Copy the material below line for line with no changes, and leave the pictures out of your copy.

begin Material shown

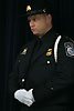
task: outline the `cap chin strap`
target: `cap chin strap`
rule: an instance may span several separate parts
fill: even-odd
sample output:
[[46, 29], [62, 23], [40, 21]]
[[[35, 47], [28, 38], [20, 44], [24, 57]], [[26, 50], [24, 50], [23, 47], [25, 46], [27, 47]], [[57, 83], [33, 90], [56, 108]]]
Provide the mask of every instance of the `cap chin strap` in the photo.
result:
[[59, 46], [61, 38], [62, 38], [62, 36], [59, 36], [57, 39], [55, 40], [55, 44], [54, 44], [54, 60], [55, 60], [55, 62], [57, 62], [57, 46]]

end Material shown

**The reply:**
task: outline the `cap chin strap`
target: `cap chin strap`
rule: an instance may span several separate parts
fill: even-odd
sample output:
[[46, 29], [62, 23], [40, 21]]
[[[35, 47], [28, 38], [20, 44], [24, 57]], [[26, 50], [24, 50], [23, 47], [25, 46], [27, 47]], [[57, 83], [33, 90], [56, 108]]]
Provide the mask of every instance of the `cap chin strap` in the photo.
result:
[[59, 46], [61, 38], [62, 38], [62, 36], [59, 36], [57, 39], [55, 40], [55, 44], [54, 44], [54, 60], [55, 60], [55, 62], [57, 62], [57, 46]]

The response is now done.